◆ **Teks yang ditampilkan**
◇ ◇ ◇ ◇

Wuki Traveller memberi tahu bahwa meeting point kami di Setasiun Duri maksimal jam 07:00 WIB. Saya
dan Sadam pun telah sampai di St Duri pukul 6:30 WIB menggunakan Commuter Line dari St Sudirman. Perjumpaan
kami dengan teman-teman trip disambut
dengan jabatan tangan hangat, senyum banyak, perkenalan dan foto!. Tepat pukul
07:15 WIB kami berangkat dengan kereta ekonomi arah Merak dan akan turun di
Rengas Dengklok namun, dengan rela kami meninggalkan 2 kelompok teman kita yang
bukan terlambat tapi terlambat sekali. Salah satu kelompok tersebut adalah
kelompok Lupi, mbak Risa dan mbak Riska dan satu lagi adalah kelompok mbak
Sita, maksut saya kelompoknya ya dia sendiri, mbak Sita. Ahirnya mereka
memutuskan untuk tetap ikut trip ini
namun dengan menggunakan kereta yang satu level lebih nyaman dari kereta kami. Perjalanan
mereka dimulai dari St Tanah Abang dengan cerita mereka yang cenderung seru
atau malah kasihan ya, mengejar kereta. Jadi, kereta itu tidak akan menunggu
kita melainkan kita yang harus mengejar agar mendapatkannya, sama seperti jodoh
dan cita-cita. Oke, out of topic and the
adventure was begin!.

◇ ◇ ◇ ◇

Salin utuh catatan perjalanan berkereta dari Duri di atas tanpa mengubah satu huruf pun. Data tidak berperan apa pun dalam hal ini.

◆ **Butir yang tercantum dalam sebuah set data**
◇ ◇ ◇ ◇

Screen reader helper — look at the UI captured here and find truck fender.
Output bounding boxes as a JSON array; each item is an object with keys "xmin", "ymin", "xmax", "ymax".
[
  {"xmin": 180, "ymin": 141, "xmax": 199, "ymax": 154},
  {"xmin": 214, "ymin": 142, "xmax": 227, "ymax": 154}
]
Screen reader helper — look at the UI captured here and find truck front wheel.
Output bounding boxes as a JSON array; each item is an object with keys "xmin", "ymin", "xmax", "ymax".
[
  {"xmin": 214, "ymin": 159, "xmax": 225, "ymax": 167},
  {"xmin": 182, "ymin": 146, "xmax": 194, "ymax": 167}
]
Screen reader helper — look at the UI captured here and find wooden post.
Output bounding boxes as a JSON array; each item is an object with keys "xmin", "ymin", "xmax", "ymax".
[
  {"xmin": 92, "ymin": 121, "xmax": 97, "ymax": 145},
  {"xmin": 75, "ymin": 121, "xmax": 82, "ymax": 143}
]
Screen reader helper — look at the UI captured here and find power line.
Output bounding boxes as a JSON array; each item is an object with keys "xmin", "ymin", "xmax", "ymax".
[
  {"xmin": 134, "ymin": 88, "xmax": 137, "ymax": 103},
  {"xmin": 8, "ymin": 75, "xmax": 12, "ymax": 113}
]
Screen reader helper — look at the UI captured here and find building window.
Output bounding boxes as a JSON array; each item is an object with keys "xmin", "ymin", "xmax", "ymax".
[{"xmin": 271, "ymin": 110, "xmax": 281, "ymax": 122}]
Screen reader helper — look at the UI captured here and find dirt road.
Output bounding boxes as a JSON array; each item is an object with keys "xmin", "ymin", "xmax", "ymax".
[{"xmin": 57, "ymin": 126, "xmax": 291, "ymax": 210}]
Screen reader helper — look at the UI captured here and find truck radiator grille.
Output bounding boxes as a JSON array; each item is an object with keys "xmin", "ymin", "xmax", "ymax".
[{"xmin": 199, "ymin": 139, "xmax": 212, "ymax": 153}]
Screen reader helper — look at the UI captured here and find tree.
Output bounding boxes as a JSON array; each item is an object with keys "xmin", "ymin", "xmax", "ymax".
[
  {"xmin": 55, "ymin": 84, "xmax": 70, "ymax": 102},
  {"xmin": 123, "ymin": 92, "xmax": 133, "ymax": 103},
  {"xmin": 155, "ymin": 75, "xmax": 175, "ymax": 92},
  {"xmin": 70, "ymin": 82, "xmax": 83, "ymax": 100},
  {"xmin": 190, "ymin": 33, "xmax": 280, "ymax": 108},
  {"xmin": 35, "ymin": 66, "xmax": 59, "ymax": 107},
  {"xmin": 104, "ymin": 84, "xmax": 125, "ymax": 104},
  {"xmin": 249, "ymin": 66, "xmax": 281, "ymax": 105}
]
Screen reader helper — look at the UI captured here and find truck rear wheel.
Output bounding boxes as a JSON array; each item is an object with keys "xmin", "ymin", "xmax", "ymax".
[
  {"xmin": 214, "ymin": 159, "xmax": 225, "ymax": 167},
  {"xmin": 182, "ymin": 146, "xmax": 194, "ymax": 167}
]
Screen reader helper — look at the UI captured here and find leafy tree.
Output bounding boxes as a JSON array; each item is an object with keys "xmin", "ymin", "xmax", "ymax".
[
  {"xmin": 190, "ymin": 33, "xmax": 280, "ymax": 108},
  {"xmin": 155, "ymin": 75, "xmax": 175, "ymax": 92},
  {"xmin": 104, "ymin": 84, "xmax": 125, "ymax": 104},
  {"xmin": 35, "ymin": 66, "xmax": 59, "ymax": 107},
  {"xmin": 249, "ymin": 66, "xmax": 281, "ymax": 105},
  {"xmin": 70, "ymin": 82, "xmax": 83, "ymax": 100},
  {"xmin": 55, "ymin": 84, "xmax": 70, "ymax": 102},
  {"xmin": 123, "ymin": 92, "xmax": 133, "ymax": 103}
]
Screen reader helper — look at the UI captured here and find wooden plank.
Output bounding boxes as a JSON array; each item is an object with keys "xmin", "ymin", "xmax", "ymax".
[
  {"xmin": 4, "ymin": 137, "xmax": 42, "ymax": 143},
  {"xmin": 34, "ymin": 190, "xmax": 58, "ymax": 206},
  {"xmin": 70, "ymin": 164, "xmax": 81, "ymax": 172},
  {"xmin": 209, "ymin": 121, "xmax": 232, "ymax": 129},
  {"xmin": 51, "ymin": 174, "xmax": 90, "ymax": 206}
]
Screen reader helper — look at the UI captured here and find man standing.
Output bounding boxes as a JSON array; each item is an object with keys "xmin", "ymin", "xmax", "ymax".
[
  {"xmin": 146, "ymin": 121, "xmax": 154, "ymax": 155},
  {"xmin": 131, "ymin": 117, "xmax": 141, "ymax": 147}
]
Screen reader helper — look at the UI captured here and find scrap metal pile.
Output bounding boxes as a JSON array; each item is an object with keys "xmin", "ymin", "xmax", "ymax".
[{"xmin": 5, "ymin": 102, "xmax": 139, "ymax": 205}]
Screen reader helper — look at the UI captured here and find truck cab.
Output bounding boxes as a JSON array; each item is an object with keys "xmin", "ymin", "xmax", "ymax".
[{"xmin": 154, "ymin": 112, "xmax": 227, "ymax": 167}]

◇ ◇ ◇ ◇

◆ **Jawaban yang diharapkan**
Wuki Traveller memberi tahu bahwa meeting point kami di Setasiun Duri maksimal jam 07:00 WIB. Saya
dan Sadam pun telah sampai di St Duri pukul 6:30 WIB menggunakan Commuter Line dari St Sudirman. Perjumpaan
kami dengan teman-teman trip disambut
dengan jabatan tangan hangat, senyum banyak, perkenalan dan foto!. Tepat pukul
07:15 WIB kami berangkat dengan kereta ekonomi arah Merak dan akan turun di
Rengas Dengklok namun, dengan rela kami meninggalkan 2 kelompok teman kita yang
bukan terlambat tapi terlambat sekali. Salah satu kelompok tersebut adalah
kelompok Lupi, mbak Risa dan mbak Riska dan satu lagi adalah kelompok mbak
Sita, maksut saya kelompoknya ya dia sendiri, mbak Sita. Ahirnya mereka
memutuskan untuk tetap ikut trip ini
namun dengan menggunakan kereta yang satu level lebih nyaman dari kereta kami. Perjalanan
mereka dimulai dari St Tanah Abang dengan cerita mereka yang cenderung seru
atau malah kasihan ya, mengejar kereta. Jadi, kereta itu tidak akan menunggu
kita melainkan kita yang harus mengejar agar mendapatkannya, sama seperti jodoh
dan cita-cita. Oke, out of topic and the
adventure was begin!.